» **YOUR OBJECTIVE**
Make a verbatim copy of the entries below; pictures stay out.

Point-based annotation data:
##############################
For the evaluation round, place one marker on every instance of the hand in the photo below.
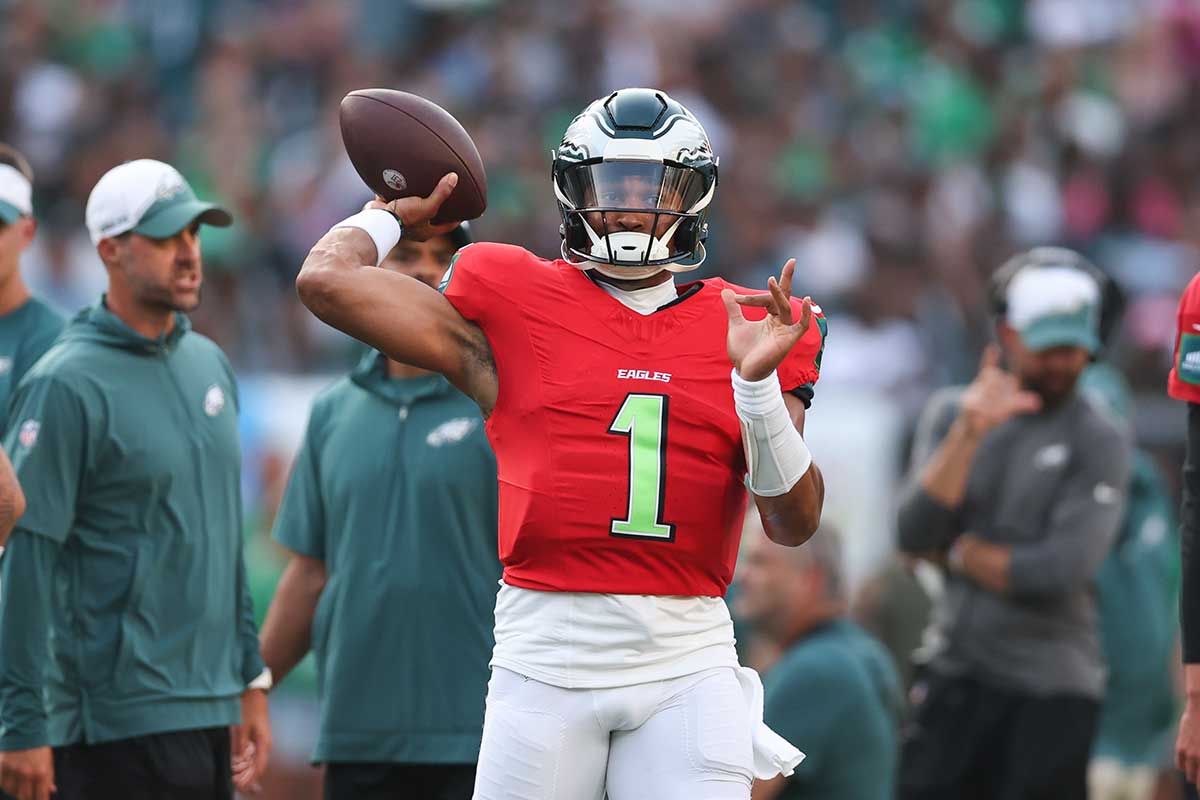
(417, 212)
(994, 396)
(28, 774)
(1187, 744)
(757, 348)
(251, 741)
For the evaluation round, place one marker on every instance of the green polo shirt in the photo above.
(1139, 585)
(395, 491)
(835, 696)
(25, 334)
(129, 455)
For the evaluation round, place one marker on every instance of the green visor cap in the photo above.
(1074, 329)
(171, 215)
(9, 212)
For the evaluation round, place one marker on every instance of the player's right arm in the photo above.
(394, 313)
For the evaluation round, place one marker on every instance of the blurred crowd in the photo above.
(899, 149)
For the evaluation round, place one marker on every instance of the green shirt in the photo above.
(1139, 587)
(835, 696)
(395, 491)
(25, 334)
(129, 455)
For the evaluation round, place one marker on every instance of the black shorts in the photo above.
(181, 765)
(353, 781)
(970, 740)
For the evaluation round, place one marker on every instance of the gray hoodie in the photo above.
(1051, 486)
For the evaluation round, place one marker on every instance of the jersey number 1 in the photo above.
(643, 419)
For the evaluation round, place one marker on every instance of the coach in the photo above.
(390, 512)
(1021, 481)
(126, 632)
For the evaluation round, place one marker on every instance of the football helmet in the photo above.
(634, 178)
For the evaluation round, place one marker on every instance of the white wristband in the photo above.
(264, 681)
(777, 457)
(382, 226)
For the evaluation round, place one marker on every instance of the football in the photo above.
(402, 144)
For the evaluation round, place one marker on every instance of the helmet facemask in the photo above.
(634, 179)
(634, 214)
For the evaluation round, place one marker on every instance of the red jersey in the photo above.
(618, 450)
(1185, 380)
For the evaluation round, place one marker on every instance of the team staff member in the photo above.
(390, 512)
(28, 325)
(126, 631)
(1023, 481)
(834, 687)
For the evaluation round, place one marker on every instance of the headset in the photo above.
(1113, 296)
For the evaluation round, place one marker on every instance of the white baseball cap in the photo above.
(16, 194)
(149, 198)
(1055, 306)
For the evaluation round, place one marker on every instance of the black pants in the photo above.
(178, 765)
(353, 781)
(969, 740)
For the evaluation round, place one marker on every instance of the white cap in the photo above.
(147, 197)
(1054, 306)
(16, 194)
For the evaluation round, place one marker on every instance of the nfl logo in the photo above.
(214, 401)
(28, 434)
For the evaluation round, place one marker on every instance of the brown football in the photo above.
(402, 144)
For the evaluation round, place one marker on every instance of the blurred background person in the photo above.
(28, 324)
(1138, 588)
(1183, 383)
(900, 150)
(129, 659)
(1020, 482)
(833, 690)
(390, 513)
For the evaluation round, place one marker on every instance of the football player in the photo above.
(624, 444)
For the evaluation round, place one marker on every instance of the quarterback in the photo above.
(624, 443)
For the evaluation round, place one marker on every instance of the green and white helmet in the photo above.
(633, 156)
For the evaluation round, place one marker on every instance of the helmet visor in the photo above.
(634, 186)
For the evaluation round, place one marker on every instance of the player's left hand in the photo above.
(756, 348)
(251, 741)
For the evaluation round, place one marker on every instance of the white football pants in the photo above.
(683, 739)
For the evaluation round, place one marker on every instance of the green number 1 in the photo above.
(643, 419)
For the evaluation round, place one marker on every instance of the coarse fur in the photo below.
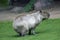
(27, 22)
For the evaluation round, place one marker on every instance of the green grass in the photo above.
(46, 30)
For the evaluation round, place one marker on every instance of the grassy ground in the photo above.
(47, 30)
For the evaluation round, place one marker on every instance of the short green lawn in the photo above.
(47, 30)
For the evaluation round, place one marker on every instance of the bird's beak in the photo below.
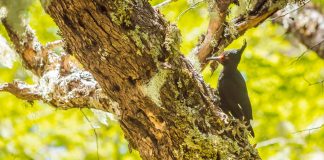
(218, 58)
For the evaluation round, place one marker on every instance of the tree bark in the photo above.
(166, 110)
(163, 105)
(307, 25)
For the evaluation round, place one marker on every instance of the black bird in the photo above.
(232, 89)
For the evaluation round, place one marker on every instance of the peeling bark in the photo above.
(132, 67)
(307, 25)
(126, 46)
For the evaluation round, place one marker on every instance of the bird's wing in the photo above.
(229, 99)
(235, 97)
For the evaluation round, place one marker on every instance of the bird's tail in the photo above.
(243, 47)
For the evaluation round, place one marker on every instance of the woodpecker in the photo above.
(234, 98)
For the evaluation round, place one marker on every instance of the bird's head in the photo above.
(231, 57)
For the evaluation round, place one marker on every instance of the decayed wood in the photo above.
(166, 110)
(255, 14)
(164, 107)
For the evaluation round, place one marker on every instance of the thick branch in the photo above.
(21, 90)
(306, 24)
(61, 83)
(167, 111)
(215, 29)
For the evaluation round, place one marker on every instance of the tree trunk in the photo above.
(164, 107)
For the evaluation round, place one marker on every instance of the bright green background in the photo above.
(283, 102)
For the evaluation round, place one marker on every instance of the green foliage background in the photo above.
(284, 104)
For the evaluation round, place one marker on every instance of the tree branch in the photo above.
(306, 24)
(21, 90)
(61, 82)
(259, 12)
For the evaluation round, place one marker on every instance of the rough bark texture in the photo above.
(166, 110)
(138, 73)
(307, 25)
##############################
» **ANSWER TO THIS PROBLEM**
For the evaluation round, place one marker on every instance of the hand in the photo below.
(417, 212)
(994, 396)
(28, 774)
(1187, 744)
(757, 348)
(251, 741)
For the evaluation round, place one marker on every instance of the green polo shirt in the photo above.
(1139, 585)
(395, 491)
(835, 696)
(25, 334)
(129, 455)
For the evaluation round, place one marker on every instance of the green visor cap in the photo above.
(1074, 329)
(171, 215)
(9, 212)
For the evaluation round, place one marker on every instance of the player's right arm in the photo above.
(394, 313)
For the evaluation round, place one marker on every instance of the blurred crowd in the photo above.
(899, 149)
For the evaluation round, place one marker on every instance of the green shirt in the photo above.
(1139, 587)
(835, 696)
(395, 491)
(25, 334)
(129, 455)
For the evaluation round, place one marker on every instance of the black shorts in the photo above.
(181, 765)
(353, 781)
(970, 740)
For the evaluation round, place one marker on every instance of the gray hoodie in the photo above.
(1051, 486)
For the evaluation round, place one marker on every instance of the jersey number 1 in the photo above.
(643, 419)
For the evaluation round, place one marker on every instance of the coach in the photo above.
(390, 512)
(1021, 481)
(126, 632)
For the evaluation round, place one marker on every instance of the football helmet in the photo above.
(634, 178)
For the evaluation round, place one marker on every instance of the white wristband in the photo above.
(264, 681)
(777, 457)
(382, 226)
For the evaluation round, place one marker on every instance of the football in the photo above.
(402, 144)
For the evaluation round, place one marker on every instance of the helmet facemask in the photo above.
(634, 179)
(634, 214)
For the evaluation round, place one marker on every instance of the red jersey in the photo above.
(618, 450)
(1185, 380)
For the evaluation round, place one marker on every instance of the team staff member in the photo above.
(390, 512)
(28, 325)
(126, 631)
(1023, 481)
(834, 687)
For the evaluation round, place one marker on every instance of the headset in the photo above.
(1113, 296)
For the evaluation round, place one marker on every instance of the white baseball cap in the photo above.
(16, 194)
(149, 198)
(1055, 306)
For the evaluation round, place one marker on every instance of the black pants in the photo above.
(178, 765)
(353, 781)
(969, 740)
For the evaluation round, place one marker on every instance of the white cap in the photo above.
(147, 197)
(1054, 306)
(16, 194)
For the evaluation round, place one marker on every instance of the nfl logo in the photo above.
(214, 401)
(28, 434)
For the evaluation round, place one marker on every instance of the brown football in the photo above.
(402, 144)
For the evaluation round, place one marker on every instance of the blurred background person in the photo above.
(28, 324)
(1138, 588)
(1183, 383)
(900, 150)
(129, 659)
(1020, 482)
(833, 690)
(390, 513)
For the evaluation round, place one marker on every instance of the football player in the photo above.
(624, 444)
For the evaluation round, place one marker on every instance of the quarterback in the photo above.
(624, 443)
For the evaluation round, place one marker on every instance of the green and white helmet in the photo above.
(633, 156)
For the evaluation round, place one marker on every instance of the helmet visor in the photo above.
(634, 186)
For the evaluation round, place one marker on every instance of the player's left hand in the photo above.
(756, 348)
(251, 741)
For the evaluation round, place one marker on every instance of the white football pants in the photo above.
(683, 739)
For the evaluation round, place one marker on every instance of the green number 1 in the photo above.
(643, 419)
For the evaluation round, place one marker on every instance of the coarse fur in the photo below.
(27, 22)
For the evaluation round, place one marker on every instance of the green grass in the photo above.
(46, 30)
For the evaluation round, place one marker on every instance of the grassy ground in the photo above.
(47, 30)
For the evaluation round, place one marker on every instance of the short green lawn in the photo above.
(47, 30)
For the evaluation round, place one marker on every instance of the bird's beak in the photo below.
(218, 58)
For the evaluation round, place one marker on every instance of the tree bark in the photo above.
(166, 110)
(163, 105)
(307, 25)
For the evaluation round, place one marker on every instance of the black bird in the photo above.
(232, 89)
For the evaluation round, place one marker on every instance of the peeling bark in the photo above.
(132, 67)
(307, 25)
(126, 46)
For the evaluation round, place one marker on every instance of the bird's wing in the photo above.
(229, 99)
(235, 97)
For the evaluation round, place one marker on every instance of the bird's tail in the photo above.
(243, 47)
For the evaluation round, place one marker on every instance of the woodpecker in the photo above.
(234, 98)
For the evaluation round, place one marker on every instance of the bird's head in the photo above.
(231, 57)
For the evaluation round, place one marker on every instance of the decayed wood in the photo above.
(166, 110)
(255, 14)
(164, 107)
For the evaluation round, place one marker on every instance of the thick branch in the photo above.
(21, 90)
(306, 24)
(61, 83)
(167, 111)
(215, 29)
For the evaluation round, place one marker on every instance of the tree trunk in the photo above.
(164, 107)
For the evaluation round, place one marker on every instance of the bright green background in the photo above.
(283, 102)
For the evaluation round, place one marker on every instance of the green foliage background in the photo above.
(284, 104)
For the evaluation round, place one marker on every instance of the tree branch in the photo above.
(306, 24)
(21, 90)
(61, 82)
(259, 12)
For the evaluation round, place one marker on every instance of the rough bark texture in the photo above.
(166, 110)
(138, 73)
(307, 25)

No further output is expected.